Seçilen metin
----------
Kâfirlere karşı İslâm ve Müslümanları şiirleriyle
destekleyen, "Rasûlullah'ın şâiri" diye bilinen Sahabî. Nesebi; Hassan b.
Sâbit, b. Münzir b. Haram b. Amr b. Zeyd-i Menât b. Adiyy b. Amr b. Mâlik b.
Neccâr b. Sa'lebe b. Amr b. Hazrec; künyesi, Ebu'l-Velid Ebû Abdurrahman ve
Ebu'l-Hasan olarak bilinmektedir. Ünvânı; Şâir-i Rasûlullah'dır. Babası
Sâbit, Annesi ise Furay'a bint-i Hâlid'dir. Soyu, Neccaroğulları
kabilesinden gelip Kâhtanî Araplarına ulaşır. Peygamberimizden yedi veya
sekiz yıl önce dünyaya gelen Hassan b. Sâbit, yüz yirmi yaşını geçkin olarak
Muaviye döneminde Medine'de vefat etmiştir (682M). Onun vefatı ile ilgili
ayrı ayrı tarihler verilmektedir (İbn Hacer el-Askalanî, el-İsabe, I, 326).
----------
Verilen kayıtlar
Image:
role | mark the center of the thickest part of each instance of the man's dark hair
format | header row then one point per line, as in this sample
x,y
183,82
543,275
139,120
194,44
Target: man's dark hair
----------
Görevler
[a] Hassan b. Sâbit hakkındaki metne göre Hassan b. Sâbit'in annesinin adı nedir?
[b] Lütfen Hassan b. Sâbit hakkındaki metni kaldığı yerden devam ettirin.

Görev yanıtları
[a] Furay'a bint-i Hâlid.

[b]
Hassan b. Sâbit, müslüman olmadan önce şiirleriyle
tanınan ve sevilen şâirlerden olup, bu durum daha sonra da devam etmiş,
Müslüman olduktan sonra da İslâm hakkında şiirler yazıp söylemeye
başlamıştır. O, bulunduğu Gassânî sarayında Yahûdi bir din adamından duyduğu
yeni bir peygamberin geleceğine dair sözler üzerine onu beklemeye koyulmuş,
sonuçta Hazrec kabilesinden Medine'de yeni bir Peygamber'in geldiği haberini
duymasıyla müslüman olmuştur. O sırada Hassan b. Sâbit'in ileri bir yaşta,
yaklaşık altmış yaşlarında olduğu söylenmektedir (Ahmed Nedvî, Sâib Ensârî,
Asr-r Saâdet, Türkçe çev. III, 367).
Hassan b. Sâbit (r.a) müslüman olduktan sonra
peygamberimizin yanından ayrılmamış, ihtiyarlığına rağmen İbn Abbâs'a göre
bizzat Peygamberimizin gazvelerine katılmıştır. Bedir savaşında yaşlılık ve
bedenen zayıflık sebebiyle bulunamamış, ancak yazdığı ve söylediği şiirleri
ile müşrikler üzerinde büyük te'sir yaparak müslümanları cihada teşvik
etmiştir. Rasûlullah, Hassan b. Sâbit'in müşriklere karşı söylediği şiirler
hakkında "Hassan'ın beyitleri düşmana ok darbesinden daha etkilidir"
buyurmuştur (İbnü'l-Esîr, Üsdü'l-Ğâbe, III, s. 26).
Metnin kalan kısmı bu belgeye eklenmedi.